╭─ Selected extract

Sherlock
Holmes has been an acquaintance of mine for many years: Like a friend I had growing up with, moved
away, but still keep in touch with at sporadic intervals.
I am a
member, at large, of The Occupants of the
Empty House, a scion society of the Baker
Street Irregulars.
My first introduction
to Holmes was in the school library in my early teens when I read The Speckled Band. It was many years before I could obtain the
complete works, but over the years I reveled in finding new adventures which I
would read over and over.
A Study in Scarlet was my first purchase, and I
remember underlining Watson’s observation of Holmes:
“My surprise reached a climax, however, when I
found incidentally that he was ignorant of the Copernican Theory and of the
composition of the Solar System. That
any civilized human being in this nineteenth century should not be aware that
the earth travelled round the sun appeared to be to me such an extraordinary
fact that I could hardly realize it.
‘You appear to be astonished,’ he
said, smiling at my expression of surprise.

╰─

== Requests ==
a - Answer these questions about the essay on Sherlock Holmes:
(i) Of which scion society of the Baker Street Irregulars is the writer a member at large?
(ii) Which story first introduced the writer to Holmes?
(iii) Which book was the writer's first purchase?
b - Transcribe the essay on Sherlock Holmes word for word from "My first introduction" to "hardly realize it.".

╭─ Extracted records

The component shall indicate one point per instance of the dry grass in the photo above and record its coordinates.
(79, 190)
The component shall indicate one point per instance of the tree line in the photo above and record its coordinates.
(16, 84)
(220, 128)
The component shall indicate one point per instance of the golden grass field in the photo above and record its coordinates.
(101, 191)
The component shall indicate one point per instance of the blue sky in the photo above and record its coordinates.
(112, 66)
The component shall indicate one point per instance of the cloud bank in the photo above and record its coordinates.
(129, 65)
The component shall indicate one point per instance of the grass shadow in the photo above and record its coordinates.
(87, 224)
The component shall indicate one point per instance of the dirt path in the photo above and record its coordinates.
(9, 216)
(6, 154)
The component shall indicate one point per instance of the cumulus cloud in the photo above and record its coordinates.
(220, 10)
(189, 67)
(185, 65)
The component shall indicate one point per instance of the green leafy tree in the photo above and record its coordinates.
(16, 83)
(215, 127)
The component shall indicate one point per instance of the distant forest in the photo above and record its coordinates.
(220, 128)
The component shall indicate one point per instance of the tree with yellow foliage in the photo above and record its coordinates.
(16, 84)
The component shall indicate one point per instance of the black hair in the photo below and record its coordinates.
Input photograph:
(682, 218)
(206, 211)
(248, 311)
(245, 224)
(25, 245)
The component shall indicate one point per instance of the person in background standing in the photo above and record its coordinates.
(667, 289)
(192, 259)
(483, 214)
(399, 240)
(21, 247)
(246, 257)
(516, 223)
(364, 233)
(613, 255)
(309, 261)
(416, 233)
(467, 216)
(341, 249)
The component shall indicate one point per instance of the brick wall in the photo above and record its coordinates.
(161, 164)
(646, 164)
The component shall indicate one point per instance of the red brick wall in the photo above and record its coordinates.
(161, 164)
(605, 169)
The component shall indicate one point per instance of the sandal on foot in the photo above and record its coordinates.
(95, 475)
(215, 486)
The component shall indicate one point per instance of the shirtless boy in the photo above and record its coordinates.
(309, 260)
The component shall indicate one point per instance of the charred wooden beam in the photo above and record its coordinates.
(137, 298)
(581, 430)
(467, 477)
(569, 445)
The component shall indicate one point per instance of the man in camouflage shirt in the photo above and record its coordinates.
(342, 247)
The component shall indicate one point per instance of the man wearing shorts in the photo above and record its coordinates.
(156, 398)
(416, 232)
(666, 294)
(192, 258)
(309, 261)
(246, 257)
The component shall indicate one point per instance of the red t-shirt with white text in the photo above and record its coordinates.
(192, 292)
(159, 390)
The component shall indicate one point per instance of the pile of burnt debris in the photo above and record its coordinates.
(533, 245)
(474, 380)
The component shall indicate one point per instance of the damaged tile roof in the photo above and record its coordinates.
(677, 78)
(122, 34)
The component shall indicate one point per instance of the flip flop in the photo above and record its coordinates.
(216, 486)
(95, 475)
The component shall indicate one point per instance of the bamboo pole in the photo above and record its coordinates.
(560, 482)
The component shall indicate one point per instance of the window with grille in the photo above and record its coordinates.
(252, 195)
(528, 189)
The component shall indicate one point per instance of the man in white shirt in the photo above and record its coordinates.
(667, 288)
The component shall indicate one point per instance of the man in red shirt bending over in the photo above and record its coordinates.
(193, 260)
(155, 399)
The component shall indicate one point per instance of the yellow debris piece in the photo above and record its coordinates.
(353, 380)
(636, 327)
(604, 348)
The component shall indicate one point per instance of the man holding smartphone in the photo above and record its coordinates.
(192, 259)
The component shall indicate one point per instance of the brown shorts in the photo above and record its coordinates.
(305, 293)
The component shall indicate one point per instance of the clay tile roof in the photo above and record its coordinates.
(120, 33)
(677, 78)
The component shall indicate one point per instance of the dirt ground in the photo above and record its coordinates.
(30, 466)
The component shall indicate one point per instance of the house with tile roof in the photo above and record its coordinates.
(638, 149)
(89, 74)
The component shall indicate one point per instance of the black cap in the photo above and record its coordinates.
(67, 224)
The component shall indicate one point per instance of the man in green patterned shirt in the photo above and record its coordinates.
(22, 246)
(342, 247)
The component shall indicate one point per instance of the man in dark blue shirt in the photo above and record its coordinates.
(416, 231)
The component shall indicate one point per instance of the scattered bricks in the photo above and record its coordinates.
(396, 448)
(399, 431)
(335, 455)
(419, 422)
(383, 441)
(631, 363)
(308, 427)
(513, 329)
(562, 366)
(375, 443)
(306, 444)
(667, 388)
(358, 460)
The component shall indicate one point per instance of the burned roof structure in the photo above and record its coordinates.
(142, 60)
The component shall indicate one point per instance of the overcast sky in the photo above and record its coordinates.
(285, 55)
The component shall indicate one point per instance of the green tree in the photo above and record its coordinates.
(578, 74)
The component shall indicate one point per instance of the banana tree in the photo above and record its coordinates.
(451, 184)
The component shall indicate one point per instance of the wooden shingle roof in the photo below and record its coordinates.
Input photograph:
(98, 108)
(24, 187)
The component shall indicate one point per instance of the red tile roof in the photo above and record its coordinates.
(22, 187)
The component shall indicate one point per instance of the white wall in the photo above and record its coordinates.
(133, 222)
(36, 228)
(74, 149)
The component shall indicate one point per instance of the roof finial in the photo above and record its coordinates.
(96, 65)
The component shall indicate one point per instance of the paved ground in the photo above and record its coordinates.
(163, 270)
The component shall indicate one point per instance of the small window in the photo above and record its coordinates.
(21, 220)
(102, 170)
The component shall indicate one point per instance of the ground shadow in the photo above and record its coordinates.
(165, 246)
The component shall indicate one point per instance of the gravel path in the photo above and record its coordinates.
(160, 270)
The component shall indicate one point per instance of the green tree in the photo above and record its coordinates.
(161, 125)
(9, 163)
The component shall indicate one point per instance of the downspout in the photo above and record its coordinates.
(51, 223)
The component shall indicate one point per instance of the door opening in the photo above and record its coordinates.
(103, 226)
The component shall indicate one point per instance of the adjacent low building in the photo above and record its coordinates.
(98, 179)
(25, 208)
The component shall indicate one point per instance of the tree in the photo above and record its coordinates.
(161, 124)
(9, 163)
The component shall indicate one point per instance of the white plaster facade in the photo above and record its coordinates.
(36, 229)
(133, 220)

╰─

== Solved problems ==
a -
(i) The Occupants of the Empty House
(ii) The Speckled Band
(iii) A Study in Scarlet

b -
My first introduction
to Holmes was in the school library in my early teens when I read The Speckled Band. It was many years before I could obtain the
complete works, but over the years I reveled in finding new adventures which I
would read over and over.
A Study in Scarlet was my first purchase, and I
remember underlining Watson’s observation of Holmes:
“My surprise reached a climax, however, when I
found incidentally that he was ignorant of the Copernican Theory and of the
composition of the Solar System. That
any civilized human being in this nineteenth century should not be aware that
the earth travelled round the sun appeared to be to me such an extraordinary
fact that I could hardly realize it.